***** Data to use

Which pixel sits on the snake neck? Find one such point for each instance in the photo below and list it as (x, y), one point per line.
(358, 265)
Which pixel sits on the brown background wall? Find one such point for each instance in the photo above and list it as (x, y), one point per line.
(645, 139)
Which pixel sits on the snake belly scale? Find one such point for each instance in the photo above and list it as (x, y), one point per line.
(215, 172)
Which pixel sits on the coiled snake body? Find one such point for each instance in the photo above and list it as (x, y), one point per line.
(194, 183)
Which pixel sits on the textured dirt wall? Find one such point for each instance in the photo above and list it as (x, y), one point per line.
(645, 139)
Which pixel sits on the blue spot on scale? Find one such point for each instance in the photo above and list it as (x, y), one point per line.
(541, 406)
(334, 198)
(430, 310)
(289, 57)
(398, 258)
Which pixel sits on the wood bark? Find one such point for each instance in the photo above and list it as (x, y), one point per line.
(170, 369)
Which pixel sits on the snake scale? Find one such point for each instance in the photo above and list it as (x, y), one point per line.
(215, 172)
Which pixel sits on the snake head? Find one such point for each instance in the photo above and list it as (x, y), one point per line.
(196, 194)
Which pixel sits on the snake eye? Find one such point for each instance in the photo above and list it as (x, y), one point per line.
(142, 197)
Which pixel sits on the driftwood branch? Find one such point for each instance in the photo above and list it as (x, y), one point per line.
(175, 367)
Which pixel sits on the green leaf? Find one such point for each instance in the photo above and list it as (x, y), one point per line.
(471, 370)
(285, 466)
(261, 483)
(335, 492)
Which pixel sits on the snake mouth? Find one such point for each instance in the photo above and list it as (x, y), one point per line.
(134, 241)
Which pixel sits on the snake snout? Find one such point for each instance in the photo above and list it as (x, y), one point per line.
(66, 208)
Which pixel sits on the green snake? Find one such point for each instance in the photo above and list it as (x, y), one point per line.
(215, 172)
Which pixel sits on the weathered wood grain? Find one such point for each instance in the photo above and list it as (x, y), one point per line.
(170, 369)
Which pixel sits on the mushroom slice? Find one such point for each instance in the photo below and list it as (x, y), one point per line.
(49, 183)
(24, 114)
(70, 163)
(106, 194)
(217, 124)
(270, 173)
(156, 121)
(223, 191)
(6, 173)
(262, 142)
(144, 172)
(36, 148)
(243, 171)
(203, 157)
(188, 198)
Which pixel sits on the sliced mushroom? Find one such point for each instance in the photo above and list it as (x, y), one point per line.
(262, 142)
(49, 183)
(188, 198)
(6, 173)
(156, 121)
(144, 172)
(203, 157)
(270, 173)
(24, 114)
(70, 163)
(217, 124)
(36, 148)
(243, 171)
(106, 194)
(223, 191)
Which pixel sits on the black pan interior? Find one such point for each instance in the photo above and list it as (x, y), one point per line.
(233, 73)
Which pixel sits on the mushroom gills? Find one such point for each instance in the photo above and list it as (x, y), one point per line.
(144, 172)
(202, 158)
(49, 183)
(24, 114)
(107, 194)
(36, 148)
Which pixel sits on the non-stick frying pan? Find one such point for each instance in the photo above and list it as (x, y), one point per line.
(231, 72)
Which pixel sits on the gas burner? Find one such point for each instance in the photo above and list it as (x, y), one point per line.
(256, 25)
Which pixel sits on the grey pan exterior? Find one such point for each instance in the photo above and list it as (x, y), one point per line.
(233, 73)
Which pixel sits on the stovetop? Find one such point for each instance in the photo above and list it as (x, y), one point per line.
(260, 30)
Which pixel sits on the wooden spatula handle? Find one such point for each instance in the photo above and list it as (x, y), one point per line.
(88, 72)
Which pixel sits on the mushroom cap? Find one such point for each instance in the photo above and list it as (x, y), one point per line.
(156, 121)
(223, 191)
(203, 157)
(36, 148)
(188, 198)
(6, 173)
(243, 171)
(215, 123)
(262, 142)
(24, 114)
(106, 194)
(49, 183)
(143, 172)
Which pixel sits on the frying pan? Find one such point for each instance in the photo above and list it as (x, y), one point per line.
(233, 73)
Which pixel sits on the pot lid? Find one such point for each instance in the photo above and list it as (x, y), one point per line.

**********

### Activity:
Find the line that contains "Which pixel sits on the mushroom cap?" in the listing above. Retype it and every line after it up to the last, exactly, and nothing else.

### Answer box:
Which pixel sits on the mushroom cap? Find one such point for each instance in the photo above and list it as (x, y), one point per line.
(156, 121)
(223, 191)
(203, 157)
(36, 148)
(188, 198)
(6, 173)
(243, 171)
(215, 123)
(262, 142)
(24, 114)
(106, 194)
(49, 183)
(143, 172)
Which pixel sits on the frying pan? Find one such point for each instance in the photo above and list it as (x, y), one point per line.
(233, 73)
Which pixel sits on the pot lid? Find one such point for each instance in the photo above and list it as (x, y), one point per line.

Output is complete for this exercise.